• [Exercise objective]: Repeat exactly the lines from the line containing "give the outline of every instance of the green leaf" through the last line of the records below, inclusive, and nothing else.
+++
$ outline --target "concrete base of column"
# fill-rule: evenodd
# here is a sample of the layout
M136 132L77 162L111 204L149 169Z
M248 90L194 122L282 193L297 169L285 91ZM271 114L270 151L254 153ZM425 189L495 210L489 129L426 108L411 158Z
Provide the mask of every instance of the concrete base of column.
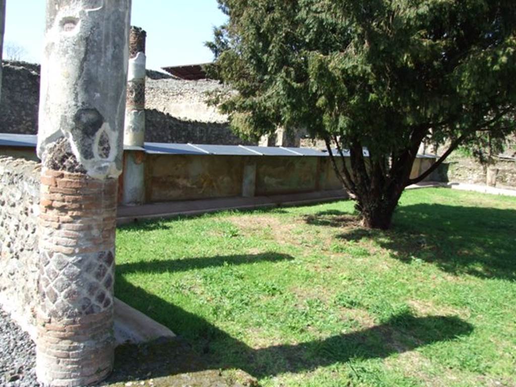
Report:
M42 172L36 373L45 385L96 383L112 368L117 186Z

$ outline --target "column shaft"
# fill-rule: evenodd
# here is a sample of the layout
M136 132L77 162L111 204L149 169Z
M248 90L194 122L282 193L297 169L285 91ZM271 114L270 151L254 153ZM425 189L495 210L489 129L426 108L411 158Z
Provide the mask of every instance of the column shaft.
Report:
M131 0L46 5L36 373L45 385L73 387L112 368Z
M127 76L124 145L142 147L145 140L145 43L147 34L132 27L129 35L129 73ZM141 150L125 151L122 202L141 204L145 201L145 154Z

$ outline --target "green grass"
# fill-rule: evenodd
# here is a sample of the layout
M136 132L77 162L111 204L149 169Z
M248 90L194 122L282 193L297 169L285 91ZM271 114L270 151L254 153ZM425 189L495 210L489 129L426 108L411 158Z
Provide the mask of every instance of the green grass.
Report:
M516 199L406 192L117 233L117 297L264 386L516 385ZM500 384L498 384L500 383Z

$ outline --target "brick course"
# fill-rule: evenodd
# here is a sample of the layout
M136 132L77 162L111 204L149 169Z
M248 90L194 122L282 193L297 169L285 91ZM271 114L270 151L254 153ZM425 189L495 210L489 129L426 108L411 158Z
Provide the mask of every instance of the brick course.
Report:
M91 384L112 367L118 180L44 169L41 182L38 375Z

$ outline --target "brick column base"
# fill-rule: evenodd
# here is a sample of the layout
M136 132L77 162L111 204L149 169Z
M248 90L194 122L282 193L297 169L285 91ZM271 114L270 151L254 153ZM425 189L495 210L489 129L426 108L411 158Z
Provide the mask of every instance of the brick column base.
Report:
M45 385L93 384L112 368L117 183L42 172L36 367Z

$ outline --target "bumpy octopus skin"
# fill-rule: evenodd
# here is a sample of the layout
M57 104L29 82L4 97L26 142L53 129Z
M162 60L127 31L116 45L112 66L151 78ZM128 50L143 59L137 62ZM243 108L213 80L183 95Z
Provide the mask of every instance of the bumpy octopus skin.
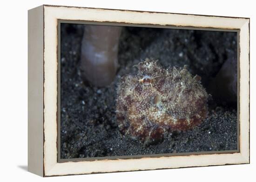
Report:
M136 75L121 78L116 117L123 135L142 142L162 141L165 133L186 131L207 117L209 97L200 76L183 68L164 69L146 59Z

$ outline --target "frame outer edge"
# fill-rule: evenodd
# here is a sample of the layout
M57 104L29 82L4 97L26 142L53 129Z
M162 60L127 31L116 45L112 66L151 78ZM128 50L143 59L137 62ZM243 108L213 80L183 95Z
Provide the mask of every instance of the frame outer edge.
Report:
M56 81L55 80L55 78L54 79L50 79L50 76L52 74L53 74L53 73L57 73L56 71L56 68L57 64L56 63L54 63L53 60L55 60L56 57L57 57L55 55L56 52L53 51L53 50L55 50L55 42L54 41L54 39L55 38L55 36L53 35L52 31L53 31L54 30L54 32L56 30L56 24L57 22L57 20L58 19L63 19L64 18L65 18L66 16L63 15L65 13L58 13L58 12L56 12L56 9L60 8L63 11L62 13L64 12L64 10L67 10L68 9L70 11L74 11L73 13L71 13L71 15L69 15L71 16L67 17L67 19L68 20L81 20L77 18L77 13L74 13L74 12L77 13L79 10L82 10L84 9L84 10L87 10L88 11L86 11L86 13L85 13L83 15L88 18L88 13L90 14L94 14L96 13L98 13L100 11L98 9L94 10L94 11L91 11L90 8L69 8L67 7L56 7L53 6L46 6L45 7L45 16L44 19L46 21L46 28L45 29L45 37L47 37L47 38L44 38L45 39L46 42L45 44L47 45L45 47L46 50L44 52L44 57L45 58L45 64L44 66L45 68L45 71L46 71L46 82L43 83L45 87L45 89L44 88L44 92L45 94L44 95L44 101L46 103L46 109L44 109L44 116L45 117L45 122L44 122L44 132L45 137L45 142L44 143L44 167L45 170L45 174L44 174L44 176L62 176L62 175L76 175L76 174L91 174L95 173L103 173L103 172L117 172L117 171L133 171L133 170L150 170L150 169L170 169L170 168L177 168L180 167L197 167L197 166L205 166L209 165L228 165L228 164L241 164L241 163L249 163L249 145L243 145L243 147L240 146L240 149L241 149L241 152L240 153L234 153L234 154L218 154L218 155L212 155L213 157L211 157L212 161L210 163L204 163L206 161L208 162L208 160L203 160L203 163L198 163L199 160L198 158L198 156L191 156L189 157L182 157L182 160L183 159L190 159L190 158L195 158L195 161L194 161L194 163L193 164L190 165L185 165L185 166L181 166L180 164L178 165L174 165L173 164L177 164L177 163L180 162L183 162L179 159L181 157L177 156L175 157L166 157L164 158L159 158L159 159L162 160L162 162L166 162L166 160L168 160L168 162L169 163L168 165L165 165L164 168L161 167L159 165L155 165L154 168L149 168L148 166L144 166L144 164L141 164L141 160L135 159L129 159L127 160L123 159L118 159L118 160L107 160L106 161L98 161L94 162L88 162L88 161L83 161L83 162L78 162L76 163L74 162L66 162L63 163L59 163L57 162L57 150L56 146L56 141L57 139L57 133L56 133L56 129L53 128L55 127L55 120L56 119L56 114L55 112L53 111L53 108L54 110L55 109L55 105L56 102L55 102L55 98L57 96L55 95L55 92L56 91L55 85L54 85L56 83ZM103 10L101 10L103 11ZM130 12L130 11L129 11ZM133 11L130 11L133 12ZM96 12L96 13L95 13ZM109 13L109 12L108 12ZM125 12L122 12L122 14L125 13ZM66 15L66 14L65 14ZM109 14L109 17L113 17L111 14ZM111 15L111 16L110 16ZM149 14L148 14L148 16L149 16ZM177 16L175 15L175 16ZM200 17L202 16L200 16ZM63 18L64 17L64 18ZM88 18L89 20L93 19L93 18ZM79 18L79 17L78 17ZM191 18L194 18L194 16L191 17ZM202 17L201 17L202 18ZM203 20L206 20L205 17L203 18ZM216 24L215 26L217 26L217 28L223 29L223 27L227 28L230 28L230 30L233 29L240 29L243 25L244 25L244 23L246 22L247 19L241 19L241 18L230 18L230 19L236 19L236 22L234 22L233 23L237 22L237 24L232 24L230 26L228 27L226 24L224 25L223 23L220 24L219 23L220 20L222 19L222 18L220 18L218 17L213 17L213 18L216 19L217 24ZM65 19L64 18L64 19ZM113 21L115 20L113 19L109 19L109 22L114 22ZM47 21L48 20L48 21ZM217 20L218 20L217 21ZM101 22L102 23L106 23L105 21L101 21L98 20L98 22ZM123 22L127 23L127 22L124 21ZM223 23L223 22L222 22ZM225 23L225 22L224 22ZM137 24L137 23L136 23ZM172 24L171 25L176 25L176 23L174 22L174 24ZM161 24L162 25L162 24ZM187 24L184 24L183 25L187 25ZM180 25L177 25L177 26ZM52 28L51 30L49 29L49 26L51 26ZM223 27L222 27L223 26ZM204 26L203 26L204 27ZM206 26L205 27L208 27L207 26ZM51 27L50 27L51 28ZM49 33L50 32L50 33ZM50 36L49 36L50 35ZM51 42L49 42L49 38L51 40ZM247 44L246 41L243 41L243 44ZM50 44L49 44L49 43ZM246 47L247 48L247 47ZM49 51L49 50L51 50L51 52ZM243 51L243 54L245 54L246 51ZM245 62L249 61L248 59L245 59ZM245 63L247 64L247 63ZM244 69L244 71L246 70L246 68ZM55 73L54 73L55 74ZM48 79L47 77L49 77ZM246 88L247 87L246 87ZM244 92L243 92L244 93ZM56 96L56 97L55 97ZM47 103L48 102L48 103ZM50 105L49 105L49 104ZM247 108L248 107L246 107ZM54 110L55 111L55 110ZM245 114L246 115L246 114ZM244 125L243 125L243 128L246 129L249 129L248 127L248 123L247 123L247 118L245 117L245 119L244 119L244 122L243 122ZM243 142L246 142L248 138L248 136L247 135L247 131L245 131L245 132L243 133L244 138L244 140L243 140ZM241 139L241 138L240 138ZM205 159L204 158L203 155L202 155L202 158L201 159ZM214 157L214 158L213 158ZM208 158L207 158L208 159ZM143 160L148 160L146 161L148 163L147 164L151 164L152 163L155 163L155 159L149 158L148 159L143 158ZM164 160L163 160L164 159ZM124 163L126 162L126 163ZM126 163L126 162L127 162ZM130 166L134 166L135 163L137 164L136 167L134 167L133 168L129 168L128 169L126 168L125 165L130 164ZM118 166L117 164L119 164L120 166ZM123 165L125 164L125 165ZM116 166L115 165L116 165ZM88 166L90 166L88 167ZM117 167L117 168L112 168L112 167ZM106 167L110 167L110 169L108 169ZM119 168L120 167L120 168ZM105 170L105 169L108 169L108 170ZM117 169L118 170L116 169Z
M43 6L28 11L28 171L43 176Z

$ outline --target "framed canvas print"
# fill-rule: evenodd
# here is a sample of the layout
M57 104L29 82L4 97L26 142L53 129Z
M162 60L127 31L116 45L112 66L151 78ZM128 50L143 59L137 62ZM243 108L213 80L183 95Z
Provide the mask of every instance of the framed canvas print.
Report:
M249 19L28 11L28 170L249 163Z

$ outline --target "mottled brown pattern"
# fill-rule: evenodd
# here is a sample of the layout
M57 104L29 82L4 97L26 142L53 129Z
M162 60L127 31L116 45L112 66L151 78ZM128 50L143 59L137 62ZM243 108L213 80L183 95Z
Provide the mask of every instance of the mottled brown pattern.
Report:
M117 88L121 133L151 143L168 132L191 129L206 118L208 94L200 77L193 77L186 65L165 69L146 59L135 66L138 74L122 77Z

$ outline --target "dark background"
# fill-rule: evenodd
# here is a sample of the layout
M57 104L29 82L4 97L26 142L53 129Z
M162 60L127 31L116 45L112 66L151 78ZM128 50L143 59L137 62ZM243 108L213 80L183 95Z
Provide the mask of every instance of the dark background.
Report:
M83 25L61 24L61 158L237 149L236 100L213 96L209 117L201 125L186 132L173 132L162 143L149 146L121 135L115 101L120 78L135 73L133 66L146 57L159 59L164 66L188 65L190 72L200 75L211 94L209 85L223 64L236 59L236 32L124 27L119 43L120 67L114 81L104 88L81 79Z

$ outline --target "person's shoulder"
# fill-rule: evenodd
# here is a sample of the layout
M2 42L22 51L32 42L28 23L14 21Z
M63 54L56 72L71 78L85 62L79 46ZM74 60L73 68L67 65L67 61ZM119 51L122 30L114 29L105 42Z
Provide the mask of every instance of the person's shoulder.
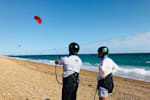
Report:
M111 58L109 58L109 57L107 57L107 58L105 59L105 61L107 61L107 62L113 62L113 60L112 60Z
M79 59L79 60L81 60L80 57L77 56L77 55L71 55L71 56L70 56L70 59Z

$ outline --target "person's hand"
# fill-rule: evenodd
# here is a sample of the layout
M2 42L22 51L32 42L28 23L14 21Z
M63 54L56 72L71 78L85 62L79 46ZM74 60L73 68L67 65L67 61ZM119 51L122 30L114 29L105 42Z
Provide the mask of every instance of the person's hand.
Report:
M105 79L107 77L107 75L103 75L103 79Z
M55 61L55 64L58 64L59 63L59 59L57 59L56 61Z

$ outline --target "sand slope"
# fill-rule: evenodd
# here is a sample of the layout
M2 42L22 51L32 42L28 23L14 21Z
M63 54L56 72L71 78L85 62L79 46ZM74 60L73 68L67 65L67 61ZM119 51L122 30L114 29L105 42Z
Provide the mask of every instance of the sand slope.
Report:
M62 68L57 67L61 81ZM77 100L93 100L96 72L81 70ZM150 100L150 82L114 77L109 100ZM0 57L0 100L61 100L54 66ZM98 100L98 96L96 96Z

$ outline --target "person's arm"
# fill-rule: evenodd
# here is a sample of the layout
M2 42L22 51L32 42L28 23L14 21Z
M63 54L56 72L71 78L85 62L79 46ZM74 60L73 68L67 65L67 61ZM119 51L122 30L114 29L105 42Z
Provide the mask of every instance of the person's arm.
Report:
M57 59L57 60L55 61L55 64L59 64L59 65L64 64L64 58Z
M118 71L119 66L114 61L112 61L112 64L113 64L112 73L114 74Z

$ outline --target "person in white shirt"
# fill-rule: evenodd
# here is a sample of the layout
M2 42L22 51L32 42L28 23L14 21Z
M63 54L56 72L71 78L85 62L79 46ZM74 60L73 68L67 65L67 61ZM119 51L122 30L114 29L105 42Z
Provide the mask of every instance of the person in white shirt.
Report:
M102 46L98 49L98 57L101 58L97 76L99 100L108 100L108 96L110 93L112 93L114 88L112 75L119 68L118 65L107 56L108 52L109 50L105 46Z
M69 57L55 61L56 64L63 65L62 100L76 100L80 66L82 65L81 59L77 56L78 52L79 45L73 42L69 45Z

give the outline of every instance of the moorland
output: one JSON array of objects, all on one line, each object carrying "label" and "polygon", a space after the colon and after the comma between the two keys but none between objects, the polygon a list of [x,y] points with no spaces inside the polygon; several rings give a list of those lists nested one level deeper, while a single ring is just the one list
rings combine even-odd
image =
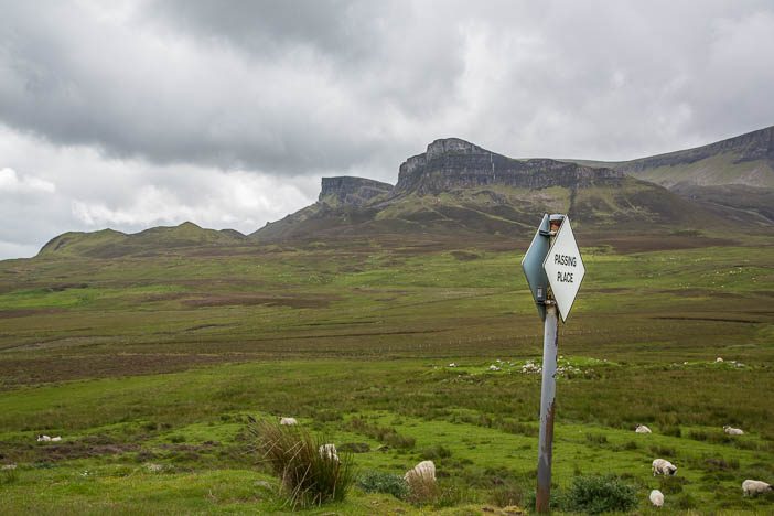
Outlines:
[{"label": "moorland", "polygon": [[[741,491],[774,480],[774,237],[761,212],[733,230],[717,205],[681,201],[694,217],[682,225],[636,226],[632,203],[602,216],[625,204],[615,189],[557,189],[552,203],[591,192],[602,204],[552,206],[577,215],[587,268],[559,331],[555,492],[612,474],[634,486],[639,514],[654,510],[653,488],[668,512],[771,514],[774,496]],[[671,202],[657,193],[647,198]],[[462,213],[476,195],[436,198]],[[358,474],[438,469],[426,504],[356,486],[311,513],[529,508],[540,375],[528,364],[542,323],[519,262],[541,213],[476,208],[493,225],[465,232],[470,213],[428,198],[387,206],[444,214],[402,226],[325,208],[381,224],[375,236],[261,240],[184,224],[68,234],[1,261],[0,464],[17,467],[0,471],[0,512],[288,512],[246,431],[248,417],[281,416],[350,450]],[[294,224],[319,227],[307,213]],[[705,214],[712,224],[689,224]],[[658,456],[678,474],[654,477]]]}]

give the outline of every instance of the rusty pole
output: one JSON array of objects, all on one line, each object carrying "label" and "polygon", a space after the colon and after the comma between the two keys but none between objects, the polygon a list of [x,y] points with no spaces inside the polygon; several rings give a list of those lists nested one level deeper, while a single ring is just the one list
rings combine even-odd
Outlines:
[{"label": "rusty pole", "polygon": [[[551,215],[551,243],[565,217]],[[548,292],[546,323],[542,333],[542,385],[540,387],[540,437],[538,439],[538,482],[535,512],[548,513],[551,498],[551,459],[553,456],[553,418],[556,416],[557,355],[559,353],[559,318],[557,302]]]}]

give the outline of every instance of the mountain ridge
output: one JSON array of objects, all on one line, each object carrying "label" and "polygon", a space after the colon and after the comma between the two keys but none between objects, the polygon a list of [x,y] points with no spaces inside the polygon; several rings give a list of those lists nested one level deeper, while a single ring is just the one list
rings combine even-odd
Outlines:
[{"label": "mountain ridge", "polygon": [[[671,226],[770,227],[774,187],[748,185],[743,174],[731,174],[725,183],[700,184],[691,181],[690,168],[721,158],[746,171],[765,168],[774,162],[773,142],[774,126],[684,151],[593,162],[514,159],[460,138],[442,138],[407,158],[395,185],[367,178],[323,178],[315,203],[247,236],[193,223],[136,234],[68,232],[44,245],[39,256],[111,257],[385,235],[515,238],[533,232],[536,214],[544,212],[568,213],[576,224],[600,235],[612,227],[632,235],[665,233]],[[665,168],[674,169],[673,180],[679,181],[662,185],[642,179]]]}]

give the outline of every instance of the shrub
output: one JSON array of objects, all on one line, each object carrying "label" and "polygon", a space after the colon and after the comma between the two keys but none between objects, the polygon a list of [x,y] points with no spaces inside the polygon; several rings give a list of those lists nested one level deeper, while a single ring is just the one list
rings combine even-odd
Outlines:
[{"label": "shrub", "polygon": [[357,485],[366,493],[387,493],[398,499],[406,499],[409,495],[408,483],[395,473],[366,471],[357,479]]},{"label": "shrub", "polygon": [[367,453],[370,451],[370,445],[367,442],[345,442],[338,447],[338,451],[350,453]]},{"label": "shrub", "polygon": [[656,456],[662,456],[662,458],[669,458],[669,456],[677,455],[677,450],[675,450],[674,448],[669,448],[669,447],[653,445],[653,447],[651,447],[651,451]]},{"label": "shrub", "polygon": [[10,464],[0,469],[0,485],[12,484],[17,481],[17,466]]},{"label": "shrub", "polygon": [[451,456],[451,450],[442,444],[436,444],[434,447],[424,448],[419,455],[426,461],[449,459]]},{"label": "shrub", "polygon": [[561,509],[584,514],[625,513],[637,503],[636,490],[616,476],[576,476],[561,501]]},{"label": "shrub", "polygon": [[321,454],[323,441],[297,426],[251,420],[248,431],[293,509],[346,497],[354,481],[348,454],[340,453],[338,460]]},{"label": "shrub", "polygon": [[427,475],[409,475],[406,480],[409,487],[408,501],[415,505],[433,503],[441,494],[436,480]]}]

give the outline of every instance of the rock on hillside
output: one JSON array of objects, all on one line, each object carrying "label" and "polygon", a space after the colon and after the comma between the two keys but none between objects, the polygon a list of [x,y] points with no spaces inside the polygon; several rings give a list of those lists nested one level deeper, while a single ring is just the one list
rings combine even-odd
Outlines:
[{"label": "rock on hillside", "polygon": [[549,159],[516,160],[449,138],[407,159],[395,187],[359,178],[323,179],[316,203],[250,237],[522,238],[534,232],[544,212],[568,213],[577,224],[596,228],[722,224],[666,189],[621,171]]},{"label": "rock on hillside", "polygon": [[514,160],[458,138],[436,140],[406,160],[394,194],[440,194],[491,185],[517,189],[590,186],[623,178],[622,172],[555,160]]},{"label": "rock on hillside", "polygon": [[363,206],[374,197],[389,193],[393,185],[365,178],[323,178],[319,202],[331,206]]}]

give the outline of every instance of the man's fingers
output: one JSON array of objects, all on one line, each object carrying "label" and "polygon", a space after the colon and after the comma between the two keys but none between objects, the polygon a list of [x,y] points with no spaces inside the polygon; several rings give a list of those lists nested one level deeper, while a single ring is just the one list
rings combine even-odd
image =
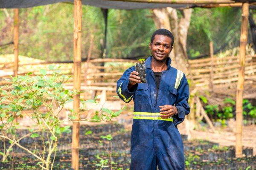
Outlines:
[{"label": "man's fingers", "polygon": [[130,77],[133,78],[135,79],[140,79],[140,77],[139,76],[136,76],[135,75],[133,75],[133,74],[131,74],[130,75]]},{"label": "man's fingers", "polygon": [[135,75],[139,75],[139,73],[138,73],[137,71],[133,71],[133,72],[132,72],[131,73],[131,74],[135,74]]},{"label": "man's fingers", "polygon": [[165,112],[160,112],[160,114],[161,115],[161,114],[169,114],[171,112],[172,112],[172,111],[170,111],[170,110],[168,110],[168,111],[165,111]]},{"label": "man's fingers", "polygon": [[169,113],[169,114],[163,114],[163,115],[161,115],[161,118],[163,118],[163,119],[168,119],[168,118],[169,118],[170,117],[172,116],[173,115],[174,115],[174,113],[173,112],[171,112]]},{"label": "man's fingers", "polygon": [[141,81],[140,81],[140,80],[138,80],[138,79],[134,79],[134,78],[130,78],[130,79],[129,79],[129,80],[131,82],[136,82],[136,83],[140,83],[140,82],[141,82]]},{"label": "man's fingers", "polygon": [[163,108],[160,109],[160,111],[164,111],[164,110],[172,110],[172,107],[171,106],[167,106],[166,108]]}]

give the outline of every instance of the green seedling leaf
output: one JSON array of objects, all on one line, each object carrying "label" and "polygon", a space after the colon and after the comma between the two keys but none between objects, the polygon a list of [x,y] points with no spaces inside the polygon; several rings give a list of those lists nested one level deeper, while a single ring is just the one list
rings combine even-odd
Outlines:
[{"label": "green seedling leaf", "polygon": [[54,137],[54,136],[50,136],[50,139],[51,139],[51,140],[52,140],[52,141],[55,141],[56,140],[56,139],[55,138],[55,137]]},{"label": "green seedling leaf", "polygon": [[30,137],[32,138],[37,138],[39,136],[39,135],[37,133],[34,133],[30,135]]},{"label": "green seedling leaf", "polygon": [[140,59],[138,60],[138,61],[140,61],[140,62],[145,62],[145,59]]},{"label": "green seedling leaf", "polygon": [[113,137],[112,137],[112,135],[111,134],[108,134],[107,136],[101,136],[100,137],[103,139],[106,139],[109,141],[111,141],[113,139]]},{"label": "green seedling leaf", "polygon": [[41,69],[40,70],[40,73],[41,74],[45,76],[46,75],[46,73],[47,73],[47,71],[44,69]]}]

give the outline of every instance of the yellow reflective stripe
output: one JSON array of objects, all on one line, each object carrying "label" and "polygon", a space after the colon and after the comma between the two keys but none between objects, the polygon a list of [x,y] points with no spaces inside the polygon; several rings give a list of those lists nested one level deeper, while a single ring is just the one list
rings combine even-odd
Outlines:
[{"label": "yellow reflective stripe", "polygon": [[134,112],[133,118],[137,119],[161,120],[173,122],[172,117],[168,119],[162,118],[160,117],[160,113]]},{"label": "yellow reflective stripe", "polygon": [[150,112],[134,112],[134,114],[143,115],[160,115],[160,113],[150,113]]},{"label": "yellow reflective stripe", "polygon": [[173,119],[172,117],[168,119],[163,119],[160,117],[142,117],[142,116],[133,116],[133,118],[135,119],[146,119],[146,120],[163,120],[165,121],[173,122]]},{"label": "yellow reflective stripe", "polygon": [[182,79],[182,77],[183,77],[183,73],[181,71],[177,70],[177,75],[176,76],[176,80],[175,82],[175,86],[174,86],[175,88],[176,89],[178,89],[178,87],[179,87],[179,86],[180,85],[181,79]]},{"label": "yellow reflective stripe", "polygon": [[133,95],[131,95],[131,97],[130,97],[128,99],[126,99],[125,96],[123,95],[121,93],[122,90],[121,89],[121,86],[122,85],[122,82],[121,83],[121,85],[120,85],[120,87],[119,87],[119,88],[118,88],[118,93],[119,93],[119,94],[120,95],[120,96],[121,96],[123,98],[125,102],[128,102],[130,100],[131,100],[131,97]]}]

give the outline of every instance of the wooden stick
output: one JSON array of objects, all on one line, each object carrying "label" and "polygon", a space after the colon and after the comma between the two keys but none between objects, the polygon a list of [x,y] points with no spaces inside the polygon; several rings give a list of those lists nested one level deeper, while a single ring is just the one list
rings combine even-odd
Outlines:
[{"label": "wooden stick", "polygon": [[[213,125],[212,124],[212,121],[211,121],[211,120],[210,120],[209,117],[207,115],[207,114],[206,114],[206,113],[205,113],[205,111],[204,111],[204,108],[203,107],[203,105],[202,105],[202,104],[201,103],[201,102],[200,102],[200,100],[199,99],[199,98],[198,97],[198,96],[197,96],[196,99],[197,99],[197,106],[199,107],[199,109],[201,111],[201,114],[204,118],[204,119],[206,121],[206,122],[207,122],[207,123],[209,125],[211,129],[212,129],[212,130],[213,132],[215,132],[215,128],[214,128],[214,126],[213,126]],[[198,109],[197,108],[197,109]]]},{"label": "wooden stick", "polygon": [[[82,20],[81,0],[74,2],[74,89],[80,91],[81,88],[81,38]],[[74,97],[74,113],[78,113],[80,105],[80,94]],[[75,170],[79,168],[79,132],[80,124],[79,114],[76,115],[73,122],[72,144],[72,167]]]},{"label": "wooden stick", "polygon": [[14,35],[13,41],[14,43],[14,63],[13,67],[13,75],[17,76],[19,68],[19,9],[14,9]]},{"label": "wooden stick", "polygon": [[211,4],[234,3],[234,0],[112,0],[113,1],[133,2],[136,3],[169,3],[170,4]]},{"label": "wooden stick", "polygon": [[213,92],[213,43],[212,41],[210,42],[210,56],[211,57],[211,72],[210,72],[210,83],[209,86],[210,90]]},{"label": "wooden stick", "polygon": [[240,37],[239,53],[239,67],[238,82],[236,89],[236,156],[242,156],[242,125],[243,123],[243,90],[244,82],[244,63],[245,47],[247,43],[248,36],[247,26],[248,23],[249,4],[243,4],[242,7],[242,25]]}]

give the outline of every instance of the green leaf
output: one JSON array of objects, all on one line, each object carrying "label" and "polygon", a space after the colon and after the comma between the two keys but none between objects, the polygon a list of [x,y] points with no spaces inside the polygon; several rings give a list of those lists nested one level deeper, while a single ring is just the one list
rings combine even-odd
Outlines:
+++
• [Solution to this exercise]:
give the outline of every instance of the green leaf
output: one JSON array of objects, all on one line, each object carrying "label" and "polygon", a space after the colon and after the comma between the two keys but none between objects, the polygon a list of [x,y] points with no spaces inside the polygon; several rings give a list of those lists nested one level deeper, while a single ring is just the one list
rings combine even-odd
Outlines:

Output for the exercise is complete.